■ Brano estratto
==*==

Cultura
Guardati le spalle, intervista con Mario Nejrotti
E’ ambientato a Torino il nuovo romanzo di Mario Nejrotti che risponde al titolo di Guardati le spalle, Edizioni Tripla E. Anzi per la precisione è ambientato in Barriera di Milano, dove il protagonista Amilcare (per tutti Care, detto all’inglese) gestisce un bar.
A dire il vero lo gestisce senza particolare passione e soprattutto cerca di non mettersi nei guai. Non ha amici, non ha una donna, non ha ambizioni. E’ deluso dalla vita e ha l’unico obiettivo di sopravvivere fino alla morte. Ma quando fai di tutto per evitare i guai è normale che i guai vengano a cercare te. Intorno a Care e al suo bar ruotano una serie di personaggi speciali. Trovate la recensione completa del libro qui.

==*==

■ Materiale fornito

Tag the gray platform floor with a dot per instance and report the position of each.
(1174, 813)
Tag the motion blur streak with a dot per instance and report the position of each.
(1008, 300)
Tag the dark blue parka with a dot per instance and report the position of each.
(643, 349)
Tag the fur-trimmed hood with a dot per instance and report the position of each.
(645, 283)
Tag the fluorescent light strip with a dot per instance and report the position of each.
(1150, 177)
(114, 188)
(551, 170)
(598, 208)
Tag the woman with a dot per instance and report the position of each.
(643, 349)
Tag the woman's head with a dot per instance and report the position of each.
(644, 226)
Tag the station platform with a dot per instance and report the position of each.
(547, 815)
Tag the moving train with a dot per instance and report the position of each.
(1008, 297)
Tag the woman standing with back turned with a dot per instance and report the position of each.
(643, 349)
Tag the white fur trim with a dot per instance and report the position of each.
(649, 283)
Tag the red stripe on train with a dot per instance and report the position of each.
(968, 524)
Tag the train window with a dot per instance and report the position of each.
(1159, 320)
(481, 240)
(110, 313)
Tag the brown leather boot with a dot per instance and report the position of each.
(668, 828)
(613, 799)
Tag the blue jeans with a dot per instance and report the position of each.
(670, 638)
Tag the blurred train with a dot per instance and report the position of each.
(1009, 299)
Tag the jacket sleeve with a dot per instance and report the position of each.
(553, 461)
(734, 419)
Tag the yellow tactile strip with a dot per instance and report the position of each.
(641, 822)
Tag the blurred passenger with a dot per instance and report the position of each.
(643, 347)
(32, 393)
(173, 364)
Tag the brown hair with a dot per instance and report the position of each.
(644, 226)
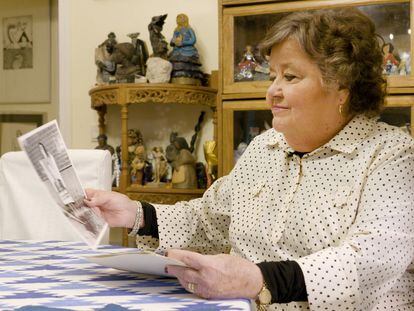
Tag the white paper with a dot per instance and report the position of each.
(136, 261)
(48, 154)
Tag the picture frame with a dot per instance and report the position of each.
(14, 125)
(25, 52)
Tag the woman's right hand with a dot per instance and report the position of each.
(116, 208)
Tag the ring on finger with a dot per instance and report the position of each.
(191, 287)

==*==

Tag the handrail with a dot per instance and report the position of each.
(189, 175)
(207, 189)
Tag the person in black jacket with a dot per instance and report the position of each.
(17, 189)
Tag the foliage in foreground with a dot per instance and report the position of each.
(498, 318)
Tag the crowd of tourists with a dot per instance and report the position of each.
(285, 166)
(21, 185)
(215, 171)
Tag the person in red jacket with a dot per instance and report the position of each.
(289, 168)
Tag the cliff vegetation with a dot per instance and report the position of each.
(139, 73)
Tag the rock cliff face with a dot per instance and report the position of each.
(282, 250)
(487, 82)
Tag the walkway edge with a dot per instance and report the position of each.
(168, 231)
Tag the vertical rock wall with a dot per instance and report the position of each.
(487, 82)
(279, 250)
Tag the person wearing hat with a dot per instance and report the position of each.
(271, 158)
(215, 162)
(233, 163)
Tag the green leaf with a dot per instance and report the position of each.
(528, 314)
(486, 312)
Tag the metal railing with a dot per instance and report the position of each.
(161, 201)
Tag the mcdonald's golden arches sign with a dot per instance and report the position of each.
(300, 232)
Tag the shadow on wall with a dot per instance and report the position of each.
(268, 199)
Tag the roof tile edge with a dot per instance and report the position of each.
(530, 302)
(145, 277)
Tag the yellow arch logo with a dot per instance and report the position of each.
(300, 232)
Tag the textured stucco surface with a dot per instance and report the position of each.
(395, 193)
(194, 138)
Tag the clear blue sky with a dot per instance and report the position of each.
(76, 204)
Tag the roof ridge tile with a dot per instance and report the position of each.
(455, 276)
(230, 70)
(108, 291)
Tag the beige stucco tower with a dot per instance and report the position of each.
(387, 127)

==*==

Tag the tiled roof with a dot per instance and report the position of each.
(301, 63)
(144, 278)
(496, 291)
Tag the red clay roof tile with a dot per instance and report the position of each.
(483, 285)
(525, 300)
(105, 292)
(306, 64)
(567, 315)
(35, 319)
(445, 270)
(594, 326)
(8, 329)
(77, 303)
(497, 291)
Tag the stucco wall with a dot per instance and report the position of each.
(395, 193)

==*==

■ Istruzioni
A. Trascrivi senza modifiche la parte del brano sul romanzo di Mario Nejrotti che comincia con le parole "A dire il vero" e si chiude dopo "del libro qui.".
B. Prosegui il brano sul romanzo di Mario Nejrotti a partire dalla sua ultima frase.

■ Risposte per compito
A.
A dire il vero lo gestisce senza particolare passione e soprattutto cerca di non mettersi nei guai. Non ha amici, non ha una donna, non ha ambizioni. E’ deluso dalla vita e ha l’unico obiettivo di sopravvivere fino alla morte. Ma quando fai di tutto per evitare i guai è normale che i guai vengano a cercare te. Intorno a Care e al suo bar ruotano una serie di personaggi speciali. Trovate la recensione completa del libro qui.

B.
Mario Nejrotti ha risposto alle mie domande.
Guardati le spalle è un vero e proprio affresco di un quartiere dal punto di vista privilegiato di un bar. Come è nata questa vicenda?
È una storia nata per suggestione e anche per caso. Una mattina un po’ uggiosa sono andato in Barriera di Milano per un problema all’auto, in un’officina convenzionata con la mia assicurazione. Era un giorno di lavoro e mentre attendevo sono sfilate davanti ai miei occhi persone affaccendate, pensierose, preoccupate, alcune allegre che mi hanno incuriosito, in quel paesaggio di palazzoni più o meno grigi e nello stesso tempo in quell’atmosfera quasi di paese. Dovevo aspettare un po’ e così, come si fa in queste occasioni, per far passare il tempo, sono andato in un bar a prendere un caffè.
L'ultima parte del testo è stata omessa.